### Task prompt
Pick up the article on Cambodia's pangolin rehabilitation centre below, continuing after its last sentence.

### Selected passage
......
Conservationists fear that Cambodia’s scaly anteater — the pangolin — is becoming increasingly rare as wildlife poachers target local populations. Writer Ellie Dyer and photographer Conor Wall visit a newly-launched pangolin rehabilitation centre in Takeo province to learn more about the long-tongued beasts.
As soon as the two men carrying plates piled with red ants draw close to the enclosure, a loud snuffling noise begins. Moments later, the long snouts of two pangolins poke through the compound’s wire door, their interest piqued as the aroma of insects spreads through the rehabilitation centre at Phnom Tamao zoo.
Covered in reptilian scales, with the snout of an anteater, the claws of a sloth and an extremely long bright pink tongue, the pangolin is one of Cambodia’s most unusual native mammals. Making their homes in both evergreen and deciduous forest, the solitary creatures are happiest hunting at night for termites and ants, before retiring to a quiet burrow during daylight hours.
But with few natural defences besides curling into a tight ball, the pangolin has long been an easy target for poachers drawn by its high price on the illegal wildlife market. Experts estimate that a single animal can be sold for up to $200.
Captured anteaters are destined to be used by practitioners of traditional medicine in Cambodia, China and Vietnam, who believe that the pangolin contains properties that can bring humans power and good health.
“They take the pangolin blood and mix it with wine, and then drink it,” explains Sokrith Heng, of wildlife NGO Conservation International.
The animals are caught in snares or hunted by dogs before being stuffed into sacks or plastic bags. They are sometimes hidden in car crevices, without food and water, in order to avoid detection. Many suffer horrific injuries or die in transit. Each year, a few lucky ones are rescued by rangers before they can be turned into a pangolin cocktail.
Some are brought to Phnom Tamao Zoological Park in Takeo province, where the country’s forest administration and Conservation International have set up a rehabilitation centre to help nurse rescued pangolins back to health.
Up to nine animals can be kept in three specially built enclosures, all containing a darkened room and an outside area with branches for the animals to climb. Some are recovering from broken bones or have had their feet amputated after being caught in traps; others are weak and need to regain their strength. The pangolins can also be treated at Phnom Tamao’s on-site clinic, which has both operating rooms and an X-ray machine.
......
### Data to examine
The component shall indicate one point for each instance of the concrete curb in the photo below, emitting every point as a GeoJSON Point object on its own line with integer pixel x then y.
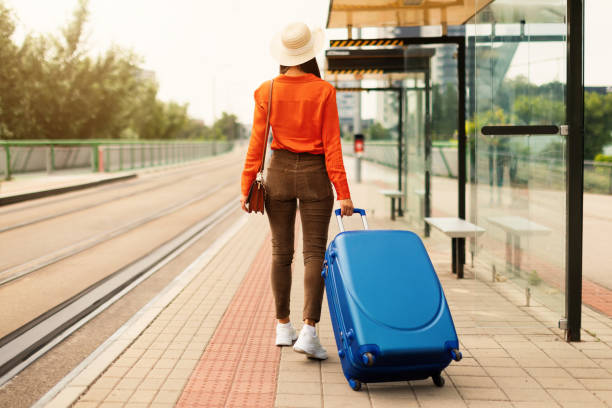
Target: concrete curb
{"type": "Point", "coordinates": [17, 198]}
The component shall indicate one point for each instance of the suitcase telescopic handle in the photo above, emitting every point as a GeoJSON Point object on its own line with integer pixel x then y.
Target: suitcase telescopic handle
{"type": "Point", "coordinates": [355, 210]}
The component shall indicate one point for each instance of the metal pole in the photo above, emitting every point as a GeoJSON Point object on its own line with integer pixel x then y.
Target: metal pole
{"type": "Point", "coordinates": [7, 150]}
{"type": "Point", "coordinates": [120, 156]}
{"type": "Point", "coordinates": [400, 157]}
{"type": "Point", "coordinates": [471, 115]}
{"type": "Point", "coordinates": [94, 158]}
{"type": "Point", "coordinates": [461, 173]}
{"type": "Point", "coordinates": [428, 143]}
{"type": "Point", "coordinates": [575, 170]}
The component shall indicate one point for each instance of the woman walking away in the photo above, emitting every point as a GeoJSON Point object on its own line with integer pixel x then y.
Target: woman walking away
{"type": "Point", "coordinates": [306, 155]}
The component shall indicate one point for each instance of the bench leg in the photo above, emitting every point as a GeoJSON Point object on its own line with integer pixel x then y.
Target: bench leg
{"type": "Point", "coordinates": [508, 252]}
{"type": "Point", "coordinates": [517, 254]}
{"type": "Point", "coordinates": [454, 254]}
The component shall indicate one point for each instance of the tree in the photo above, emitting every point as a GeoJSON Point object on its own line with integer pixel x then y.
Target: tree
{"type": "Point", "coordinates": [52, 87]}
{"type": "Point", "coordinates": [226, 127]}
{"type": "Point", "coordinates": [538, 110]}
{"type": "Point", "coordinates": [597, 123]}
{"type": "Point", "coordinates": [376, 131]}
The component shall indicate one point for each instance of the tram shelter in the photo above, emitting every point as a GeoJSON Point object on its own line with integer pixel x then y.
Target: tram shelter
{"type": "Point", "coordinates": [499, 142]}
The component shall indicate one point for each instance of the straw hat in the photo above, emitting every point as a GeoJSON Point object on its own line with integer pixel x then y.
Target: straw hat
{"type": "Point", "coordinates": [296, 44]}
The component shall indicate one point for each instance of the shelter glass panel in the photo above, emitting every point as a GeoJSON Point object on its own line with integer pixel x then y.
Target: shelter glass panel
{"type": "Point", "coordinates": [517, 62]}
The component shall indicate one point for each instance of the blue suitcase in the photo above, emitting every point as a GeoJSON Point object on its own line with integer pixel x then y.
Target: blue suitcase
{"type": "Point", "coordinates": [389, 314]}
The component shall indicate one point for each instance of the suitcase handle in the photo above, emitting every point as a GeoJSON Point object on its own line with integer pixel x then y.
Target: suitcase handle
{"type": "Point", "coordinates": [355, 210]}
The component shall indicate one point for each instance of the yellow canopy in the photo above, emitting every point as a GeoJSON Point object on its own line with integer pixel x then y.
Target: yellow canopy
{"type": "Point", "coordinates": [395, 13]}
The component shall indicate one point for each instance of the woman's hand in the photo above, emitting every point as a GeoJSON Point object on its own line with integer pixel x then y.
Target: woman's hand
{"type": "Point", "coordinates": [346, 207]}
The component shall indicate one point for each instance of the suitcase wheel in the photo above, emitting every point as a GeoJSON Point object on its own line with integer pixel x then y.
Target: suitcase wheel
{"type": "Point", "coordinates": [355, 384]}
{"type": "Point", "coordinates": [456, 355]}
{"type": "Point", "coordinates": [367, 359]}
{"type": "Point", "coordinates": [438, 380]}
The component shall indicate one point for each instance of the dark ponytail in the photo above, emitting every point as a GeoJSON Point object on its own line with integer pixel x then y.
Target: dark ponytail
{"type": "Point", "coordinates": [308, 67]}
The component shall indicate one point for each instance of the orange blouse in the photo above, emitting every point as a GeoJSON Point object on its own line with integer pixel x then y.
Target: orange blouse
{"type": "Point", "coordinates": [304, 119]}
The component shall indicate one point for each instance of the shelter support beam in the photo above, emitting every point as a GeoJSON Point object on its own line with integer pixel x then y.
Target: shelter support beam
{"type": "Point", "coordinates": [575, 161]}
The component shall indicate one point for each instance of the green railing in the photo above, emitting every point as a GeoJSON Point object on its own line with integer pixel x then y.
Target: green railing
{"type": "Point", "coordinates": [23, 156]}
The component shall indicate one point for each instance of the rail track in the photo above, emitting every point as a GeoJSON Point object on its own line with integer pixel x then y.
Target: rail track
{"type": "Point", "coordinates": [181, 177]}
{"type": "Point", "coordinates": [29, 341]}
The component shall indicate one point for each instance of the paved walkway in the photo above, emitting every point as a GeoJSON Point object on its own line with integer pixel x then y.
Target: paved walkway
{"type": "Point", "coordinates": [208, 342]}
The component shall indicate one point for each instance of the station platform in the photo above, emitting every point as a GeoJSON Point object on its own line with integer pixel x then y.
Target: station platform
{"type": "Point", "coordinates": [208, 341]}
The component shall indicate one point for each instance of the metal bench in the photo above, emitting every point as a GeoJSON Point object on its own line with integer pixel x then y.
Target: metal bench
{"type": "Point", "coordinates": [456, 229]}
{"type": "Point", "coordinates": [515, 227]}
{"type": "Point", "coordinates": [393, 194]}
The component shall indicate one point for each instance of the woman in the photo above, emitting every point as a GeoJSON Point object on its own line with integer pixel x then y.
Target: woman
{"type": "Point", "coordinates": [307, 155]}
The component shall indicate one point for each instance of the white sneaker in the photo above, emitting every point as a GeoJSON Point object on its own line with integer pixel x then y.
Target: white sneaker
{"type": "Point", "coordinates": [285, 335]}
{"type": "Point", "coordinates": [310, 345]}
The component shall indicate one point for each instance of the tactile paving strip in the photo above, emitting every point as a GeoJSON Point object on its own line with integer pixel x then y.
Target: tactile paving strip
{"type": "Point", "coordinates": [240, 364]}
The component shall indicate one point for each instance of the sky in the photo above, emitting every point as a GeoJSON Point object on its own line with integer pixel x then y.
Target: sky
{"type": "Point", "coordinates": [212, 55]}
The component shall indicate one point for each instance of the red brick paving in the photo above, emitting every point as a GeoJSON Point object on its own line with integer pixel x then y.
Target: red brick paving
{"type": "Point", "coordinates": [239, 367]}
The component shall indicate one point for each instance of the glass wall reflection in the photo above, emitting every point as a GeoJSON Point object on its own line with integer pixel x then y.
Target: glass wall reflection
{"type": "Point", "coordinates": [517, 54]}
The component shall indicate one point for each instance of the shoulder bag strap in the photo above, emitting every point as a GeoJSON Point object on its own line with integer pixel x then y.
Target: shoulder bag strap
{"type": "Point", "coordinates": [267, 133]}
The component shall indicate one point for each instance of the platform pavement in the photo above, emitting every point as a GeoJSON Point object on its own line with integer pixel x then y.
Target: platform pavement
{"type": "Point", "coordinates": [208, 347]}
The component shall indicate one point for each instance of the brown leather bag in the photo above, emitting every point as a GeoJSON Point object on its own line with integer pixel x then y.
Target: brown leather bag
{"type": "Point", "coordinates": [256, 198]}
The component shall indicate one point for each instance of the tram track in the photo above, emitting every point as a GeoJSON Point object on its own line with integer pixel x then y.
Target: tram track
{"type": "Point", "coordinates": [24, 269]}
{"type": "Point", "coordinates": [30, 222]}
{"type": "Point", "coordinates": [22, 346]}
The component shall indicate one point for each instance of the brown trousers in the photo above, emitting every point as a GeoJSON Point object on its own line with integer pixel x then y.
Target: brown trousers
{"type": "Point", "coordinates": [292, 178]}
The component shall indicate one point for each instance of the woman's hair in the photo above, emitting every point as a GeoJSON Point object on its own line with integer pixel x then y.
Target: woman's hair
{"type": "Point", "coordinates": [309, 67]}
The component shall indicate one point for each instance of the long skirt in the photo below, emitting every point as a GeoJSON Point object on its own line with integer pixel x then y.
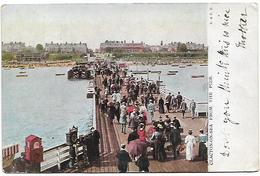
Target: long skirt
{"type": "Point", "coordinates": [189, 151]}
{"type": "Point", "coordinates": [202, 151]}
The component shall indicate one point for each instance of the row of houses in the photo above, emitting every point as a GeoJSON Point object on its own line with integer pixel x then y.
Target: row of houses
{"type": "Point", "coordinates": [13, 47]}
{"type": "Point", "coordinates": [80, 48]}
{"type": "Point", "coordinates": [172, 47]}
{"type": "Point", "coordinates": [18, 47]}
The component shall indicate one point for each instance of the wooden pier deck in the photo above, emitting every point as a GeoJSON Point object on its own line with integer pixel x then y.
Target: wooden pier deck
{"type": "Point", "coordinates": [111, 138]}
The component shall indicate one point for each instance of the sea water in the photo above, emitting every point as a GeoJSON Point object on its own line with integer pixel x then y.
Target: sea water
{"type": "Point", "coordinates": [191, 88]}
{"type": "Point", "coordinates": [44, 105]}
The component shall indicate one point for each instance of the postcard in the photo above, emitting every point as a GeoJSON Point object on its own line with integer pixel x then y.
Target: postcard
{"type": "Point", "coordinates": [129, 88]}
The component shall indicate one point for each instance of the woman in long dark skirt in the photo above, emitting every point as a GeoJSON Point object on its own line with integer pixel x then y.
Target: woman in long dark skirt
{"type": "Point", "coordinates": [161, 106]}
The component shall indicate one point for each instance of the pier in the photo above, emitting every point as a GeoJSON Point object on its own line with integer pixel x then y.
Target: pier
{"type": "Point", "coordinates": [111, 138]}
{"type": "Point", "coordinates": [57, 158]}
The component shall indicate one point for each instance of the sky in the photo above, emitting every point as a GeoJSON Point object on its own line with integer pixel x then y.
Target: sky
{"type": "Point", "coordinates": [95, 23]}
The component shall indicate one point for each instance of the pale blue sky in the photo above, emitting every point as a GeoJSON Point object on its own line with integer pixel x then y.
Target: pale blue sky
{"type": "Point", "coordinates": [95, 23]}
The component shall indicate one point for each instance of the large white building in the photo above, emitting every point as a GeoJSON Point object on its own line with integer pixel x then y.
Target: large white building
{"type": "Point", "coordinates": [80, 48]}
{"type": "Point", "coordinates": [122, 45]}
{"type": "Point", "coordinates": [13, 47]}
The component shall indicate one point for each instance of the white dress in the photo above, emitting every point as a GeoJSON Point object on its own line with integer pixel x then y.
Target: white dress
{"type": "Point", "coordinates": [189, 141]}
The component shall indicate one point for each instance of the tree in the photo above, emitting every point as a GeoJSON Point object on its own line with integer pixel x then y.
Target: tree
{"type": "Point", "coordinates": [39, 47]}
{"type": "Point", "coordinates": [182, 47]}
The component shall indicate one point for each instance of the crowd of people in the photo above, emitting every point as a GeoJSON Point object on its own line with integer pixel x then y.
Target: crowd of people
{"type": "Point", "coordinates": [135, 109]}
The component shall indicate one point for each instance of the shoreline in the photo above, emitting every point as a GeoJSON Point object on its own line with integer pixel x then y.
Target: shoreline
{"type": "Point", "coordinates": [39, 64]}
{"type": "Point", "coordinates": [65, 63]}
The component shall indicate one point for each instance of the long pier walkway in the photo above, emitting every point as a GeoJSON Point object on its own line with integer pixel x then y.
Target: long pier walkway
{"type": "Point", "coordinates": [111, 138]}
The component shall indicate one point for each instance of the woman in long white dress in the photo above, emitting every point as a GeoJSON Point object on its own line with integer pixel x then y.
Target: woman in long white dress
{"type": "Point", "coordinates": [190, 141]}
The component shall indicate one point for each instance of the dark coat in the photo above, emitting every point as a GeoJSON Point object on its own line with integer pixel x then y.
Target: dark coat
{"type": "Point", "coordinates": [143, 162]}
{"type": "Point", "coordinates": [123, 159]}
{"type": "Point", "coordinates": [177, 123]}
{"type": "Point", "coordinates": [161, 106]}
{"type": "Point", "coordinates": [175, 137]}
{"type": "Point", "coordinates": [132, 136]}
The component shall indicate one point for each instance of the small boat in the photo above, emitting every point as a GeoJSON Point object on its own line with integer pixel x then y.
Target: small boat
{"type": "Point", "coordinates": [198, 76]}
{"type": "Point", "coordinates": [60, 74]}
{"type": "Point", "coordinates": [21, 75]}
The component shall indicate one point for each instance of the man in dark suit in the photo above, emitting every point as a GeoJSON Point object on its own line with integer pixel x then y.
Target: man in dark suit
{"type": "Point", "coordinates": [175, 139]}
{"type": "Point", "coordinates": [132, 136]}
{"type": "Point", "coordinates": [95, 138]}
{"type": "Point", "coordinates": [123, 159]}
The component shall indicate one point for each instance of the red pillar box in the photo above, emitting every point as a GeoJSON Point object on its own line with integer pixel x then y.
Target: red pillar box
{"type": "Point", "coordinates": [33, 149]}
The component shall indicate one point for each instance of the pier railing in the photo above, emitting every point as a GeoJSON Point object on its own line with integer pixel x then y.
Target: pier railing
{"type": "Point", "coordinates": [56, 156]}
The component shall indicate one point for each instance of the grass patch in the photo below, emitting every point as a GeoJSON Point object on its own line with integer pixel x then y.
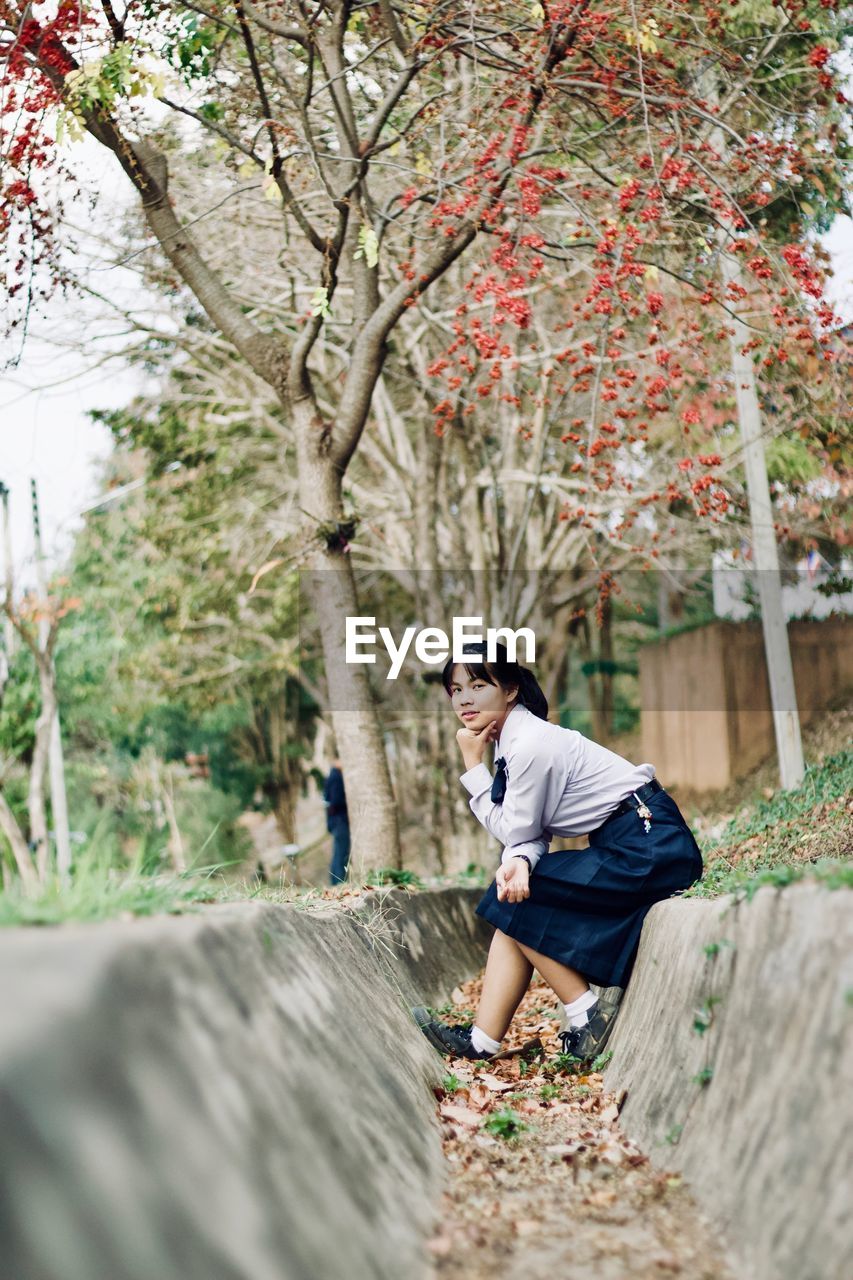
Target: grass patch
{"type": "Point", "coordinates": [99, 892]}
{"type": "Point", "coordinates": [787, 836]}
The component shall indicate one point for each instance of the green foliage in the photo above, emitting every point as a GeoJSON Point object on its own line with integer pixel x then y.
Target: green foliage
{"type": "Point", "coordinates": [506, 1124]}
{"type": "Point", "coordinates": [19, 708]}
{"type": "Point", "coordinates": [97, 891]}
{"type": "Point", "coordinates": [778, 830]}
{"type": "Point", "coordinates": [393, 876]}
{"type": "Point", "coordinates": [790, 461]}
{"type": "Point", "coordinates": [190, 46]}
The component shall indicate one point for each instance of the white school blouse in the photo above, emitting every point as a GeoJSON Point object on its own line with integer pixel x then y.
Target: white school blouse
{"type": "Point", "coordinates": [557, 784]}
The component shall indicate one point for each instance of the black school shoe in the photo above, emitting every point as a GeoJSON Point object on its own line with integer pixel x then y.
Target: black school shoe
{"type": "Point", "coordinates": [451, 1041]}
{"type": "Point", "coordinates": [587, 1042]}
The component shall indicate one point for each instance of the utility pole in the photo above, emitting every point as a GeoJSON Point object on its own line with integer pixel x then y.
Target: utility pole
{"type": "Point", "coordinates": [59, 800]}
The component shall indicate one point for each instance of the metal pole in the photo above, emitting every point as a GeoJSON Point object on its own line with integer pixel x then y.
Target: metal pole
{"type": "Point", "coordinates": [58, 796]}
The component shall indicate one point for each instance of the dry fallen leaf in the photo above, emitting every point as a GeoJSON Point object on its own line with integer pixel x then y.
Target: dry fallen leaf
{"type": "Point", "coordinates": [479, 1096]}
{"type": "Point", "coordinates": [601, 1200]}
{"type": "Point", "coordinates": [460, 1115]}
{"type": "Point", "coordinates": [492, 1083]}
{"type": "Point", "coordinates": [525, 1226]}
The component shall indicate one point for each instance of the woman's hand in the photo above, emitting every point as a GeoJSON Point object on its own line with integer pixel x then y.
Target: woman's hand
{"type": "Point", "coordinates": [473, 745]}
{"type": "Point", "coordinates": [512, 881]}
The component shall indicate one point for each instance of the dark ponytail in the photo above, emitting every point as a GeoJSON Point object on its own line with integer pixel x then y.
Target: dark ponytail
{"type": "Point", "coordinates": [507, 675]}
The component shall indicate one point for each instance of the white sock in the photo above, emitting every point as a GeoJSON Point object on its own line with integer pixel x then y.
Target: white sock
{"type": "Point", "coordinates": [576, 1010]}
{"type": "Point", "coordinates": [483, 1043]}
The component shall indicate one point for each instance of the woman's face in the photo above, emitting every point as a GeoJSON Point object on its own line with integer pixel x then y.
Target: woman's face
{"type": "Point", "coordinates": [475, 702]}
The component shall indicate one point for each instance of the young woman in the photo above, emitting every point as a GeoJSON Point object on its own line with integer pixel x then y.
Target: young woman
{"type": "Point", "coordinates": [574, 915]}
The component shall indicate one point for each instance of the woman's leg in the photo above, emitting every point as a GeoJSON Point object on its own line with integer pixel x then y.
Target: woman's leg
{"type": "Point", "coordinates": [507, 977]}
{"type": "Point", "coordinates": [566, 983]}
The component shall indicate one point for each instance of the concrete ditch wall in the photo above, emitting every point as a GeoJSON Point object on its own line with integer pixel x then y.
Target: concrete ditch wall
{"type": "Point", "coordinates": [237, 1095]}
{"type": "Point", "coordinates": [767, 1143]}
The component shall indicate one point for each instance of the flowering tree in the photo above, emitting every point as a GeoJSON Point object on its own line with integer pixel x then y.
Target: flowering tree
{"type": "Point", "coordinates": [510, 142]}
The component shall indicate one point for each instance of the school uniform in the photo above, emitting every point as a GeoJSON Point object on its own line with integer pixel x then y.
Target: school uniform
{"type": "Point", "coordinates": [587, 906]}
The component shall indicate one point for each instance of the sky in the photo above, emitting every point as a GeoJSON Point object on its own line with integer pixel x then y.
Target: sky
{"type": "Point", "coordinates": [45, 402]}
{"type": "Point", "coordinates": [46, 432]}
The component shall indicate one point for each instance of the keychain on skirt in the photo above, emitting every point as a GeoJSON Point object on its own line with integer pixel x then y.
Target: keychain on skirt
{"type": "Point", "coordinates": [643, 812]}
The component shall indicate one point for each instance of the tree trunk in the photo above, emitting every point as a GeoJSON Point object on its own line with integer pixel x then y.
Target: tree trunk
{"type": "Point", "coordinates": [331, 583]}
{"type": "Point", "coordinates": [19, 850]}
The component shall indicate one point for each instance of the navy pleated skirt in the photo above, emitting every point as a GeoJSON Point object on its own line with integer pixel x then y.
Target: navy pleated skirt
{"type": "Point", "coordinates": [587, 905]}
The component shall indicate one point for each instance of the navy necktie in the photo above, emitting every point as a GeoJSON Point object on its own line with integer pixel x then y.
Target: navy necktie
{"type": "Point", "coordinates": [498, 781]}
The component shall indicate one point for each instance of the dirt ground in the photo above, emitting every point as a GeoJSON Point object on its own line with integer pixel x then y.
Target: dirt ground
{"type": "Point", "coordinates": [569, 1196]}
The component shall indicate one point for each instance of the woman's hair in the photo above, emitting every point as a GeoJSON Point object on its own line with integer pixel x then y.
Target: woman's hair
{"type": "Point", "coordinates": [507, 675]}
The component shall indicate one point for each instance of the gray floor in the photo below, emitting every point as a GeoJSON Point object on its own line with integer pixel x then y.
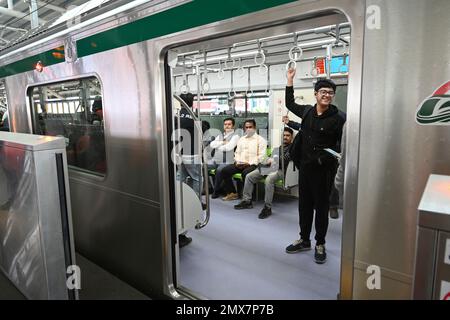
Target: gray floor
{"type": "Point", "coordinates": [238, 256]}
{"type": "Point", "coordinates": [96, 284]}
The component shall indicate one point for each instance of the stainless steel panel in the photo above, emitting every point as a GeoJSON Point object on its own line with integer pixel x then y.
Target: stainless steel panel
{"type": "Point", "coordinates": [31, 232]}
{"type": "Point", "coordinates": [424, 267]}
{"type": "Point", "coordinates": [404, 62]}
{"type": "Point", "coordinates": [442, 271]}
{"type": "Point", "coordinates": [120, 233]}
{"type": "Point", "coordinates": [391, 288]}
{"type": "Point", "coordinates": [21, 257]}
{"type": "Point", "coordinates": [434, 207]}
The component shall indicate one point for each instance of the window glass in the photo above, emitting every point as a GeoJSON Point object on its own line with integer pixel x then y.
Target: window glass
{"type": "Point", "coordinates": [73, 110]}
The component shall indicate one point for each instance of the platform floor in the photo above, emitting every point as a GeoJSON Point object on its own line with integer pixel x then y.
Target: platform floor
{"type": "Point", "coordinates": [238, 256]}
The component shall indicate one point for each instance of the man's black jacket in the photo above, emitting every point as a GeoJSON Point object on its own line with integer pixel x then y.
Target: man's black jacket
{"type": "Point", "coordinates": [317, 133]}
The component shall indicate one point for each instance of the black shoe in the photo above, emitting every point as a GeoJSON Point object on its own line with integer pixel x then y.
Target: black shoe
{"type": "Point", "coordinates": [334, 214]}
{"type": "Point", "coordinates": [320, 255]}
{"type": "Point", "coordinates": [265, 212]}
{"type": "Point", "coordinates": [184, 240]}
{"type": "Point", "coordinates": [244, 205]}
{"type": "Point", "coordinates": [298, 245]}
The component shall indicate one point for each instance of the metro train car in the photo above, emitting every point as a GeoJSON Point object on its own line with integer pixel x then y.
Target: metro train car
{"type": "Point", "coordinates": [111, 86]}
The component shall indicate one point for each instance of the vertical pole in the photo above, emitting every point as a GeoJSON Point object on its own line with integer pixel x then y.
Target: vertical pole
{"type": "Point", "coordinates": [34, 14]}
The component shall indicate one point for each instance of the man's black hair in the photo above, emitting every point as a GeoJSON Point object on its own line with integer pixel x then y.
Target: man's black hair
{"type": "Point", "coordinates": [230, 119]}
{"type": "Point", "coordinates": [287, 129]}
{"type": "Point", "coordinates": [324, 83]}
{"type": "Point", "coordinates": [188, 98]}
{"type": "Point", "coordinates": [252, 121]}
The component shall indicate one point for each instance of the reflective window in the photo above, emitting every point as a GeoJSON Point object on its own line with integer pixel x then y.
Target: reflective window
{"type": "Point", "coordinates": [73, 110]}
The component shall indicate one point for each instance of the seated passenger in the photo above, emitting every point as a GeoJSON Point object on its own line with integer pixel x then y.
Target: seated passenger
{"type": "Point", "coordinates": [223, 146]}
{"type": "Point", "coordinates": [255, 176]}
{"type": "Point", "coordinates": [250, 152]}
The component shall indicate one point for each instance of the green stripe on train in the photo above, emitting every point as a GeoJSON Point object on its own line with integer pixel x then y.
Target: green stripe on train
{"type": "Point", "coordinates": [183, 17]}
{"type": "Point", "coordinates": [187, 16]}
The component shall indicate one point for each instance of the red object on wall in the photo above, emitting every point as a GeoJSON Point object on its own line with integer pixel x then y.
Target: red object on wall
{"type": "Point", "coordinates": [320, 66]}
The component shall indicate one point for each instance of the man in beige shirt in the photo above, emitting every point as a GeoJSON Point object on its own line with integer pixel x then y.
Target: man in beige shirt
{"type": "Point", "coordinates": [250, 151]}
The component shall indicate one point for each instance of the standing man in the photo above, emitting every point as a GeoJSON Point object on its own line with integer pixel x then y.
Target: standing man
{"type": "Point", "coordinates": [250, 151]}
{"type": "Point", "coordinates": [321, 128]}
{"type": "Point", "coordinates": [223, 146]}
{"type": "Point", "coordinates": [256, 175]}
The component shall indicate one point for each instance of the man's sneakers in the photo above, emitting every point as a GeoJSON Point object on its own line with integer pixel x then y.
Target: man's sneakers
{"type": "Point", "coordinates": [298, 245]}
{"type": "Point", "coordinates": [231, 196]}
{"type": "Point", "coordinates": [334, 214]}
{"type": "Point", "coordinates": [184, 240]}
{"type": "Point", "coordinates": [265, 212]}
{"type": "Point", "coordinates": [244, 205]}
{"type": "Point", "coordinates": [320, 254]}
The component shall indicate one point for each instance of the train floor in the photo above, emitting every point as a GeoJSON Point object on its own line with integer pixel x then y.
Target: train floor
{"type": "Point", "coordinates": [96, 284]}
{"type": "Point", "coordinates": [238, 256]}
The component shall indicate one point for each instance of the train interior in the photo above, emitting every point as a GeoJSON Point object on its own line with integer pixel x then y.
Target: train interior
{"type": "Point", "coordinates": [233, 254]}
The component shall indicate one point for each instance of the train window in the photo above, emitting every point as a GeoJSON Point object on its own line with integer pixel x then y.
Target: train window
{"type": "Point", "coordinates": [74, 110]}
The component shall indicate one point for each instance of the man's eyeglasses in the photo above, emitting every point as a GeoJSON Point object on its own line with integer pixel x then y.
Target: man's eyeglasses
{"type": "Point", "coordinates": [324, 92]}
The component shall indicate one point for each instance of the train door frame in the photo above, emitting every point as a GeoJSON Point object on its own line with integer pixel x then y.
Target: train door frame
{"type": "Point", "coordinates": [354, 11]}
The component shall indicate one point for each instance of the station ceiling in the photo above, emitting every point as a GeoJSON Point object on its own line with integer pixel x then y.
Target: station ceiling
......
### Written answer
At the time of going to press, six rescued pangolins were housed at the centre, including a mother and her two-month-old baby. Weighing just 100 grams, the baby is being breastfed by its camera-shy mum, who has dug a deep hole in which to keep it safe.
Veterinarian Rus San says the pangolins are fed termites and ants daily. Zoo workers seek out termite nests, dig around them and then scoop out both earth and insects to give to the animals. Ants are shaken from tree tops by men who collect them in bags strung onto long bamboo poles.
The pangolins set upon their meals, using their long tongues to lick up the insects and regain their health. Eventually, those able to fend for themselves are re-released into forested areas located far away from human communities. However, some are too injured to cope in the wild and will stay in captivity.
While the centre is undoubt-edly helping the breed to survive — though females put in the same cage can fight each other — concerns remain about the country’s population.
“We cannot estimate numbers, but we know that in 2005 we confiscated a lot, but right now the confiscated pangolins are less than before. We think the pangolins in the wild are less, that’s why the traders can’t catch them,” says Sokrith.
Nevertheless, the facility has improved the life of the zoo’s pangolins. Phnom Tamao’s director Nhek Ratanapich says the new facility has given the pangolins more space and a quieter environment, which could help relieve the animal’s stress and allow up to 90 percent of them to be released into the wild.
“Animals have a right to exist in the world,” he says, highlighting the importance of conserving species to ensure their survival. Otherwise, he says, “they’d all be gone”.